The majority’s characterization of this history as a “manipulation,” ante, ¶ 26, is simply puzzling. The unchallenged findings are expressly set forth in the family court’s September 13, 2002 order, and are referenced again at length in its February 23, 2006 order. The majority adds, correctly, that mother did obtain a temporary relief-from-abuse order in Massachusetts in 2000 limiting father to supervised visitation, but omits the Vermont family court’s finding that when father contested and was in the process of litigating those issues and restrictions, mother “removed herself from the jurisdiction” of Massachusetts. The family court’s findings, its chronology of events, and the fact that mother abducted the child, are *485not disputed. While these facts may not serve the majority’s perception of the case, there is no manipulation of the settled facts as found by the family court.

The psychologist’s report, apparently based on information supplied by mother and an interview with the child, simply assumes father battered mother and threatened his child, and recommends against contact with father without some extended preparation. The Quebec court relied on the report in assessing its retention of jurisdiction. It cannot be determined from the record if the author, or mother, was subjected to cross-examination, or if the report was subject to challenge in Quebec. It is clear from the record, however, that mother presented no evidence of abuse nor evidence concerning the best interests of the child to the Vermont family court.

**STORED ROWS:**
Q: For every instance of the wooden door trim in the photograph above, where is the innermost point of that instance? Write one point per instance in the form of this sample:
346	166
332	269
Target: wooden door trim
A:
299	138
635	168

**EXERCISE TASKS:**
A) Turn the paragraph of the custody opinion that begins "The psychologist's report" into a short bulleted list that keeps its main facts.
B) Extend the custody opinion with new writing that picks up after its final sentence.
The records are separate material and have nothing to do with the custody opinion.

**RESULTS:**
A)
- The psychologist's report seems to rest on information from mother and an interview with the child.
- It assumes father battered mother and threatened his child.
- It recommends against contact with father without extended preparation.
- The Quebec court relied on the report when assessing its retention of jurisdiction.
- The record does not show whether the author or mother was cross-examined, or whether the report was challenged in Quebec.
- Mother presented no evidence of abuse and no evidence on the child's best interests to the Vermont family court.

B)
The majority intones, without evidence, that this is “one of those rare instances justifying relief’ and “does not represent an abandonment of the rule.” Ante, ¶ 27. As acknowledged by the majority, the power to reform a judgment under Rule 60 in special circumstances must be exercised “guardedly.” Levinsky v. State, 146 Vt. 316, 318, 503 A.2d 534, 536 (1985). Mother’s situation is no different from the Rule 60 claim rejected in Levinsky, wherein this Court explained that such extraordinary powers are not for situations where a litigant “realizes he made an error in judgment,” and there is no showing “that mistake, accident, or fraud prevented appellant from presenting a meritorious defense in the original proceeding.” Id. at 319, 503 A.2d at 537.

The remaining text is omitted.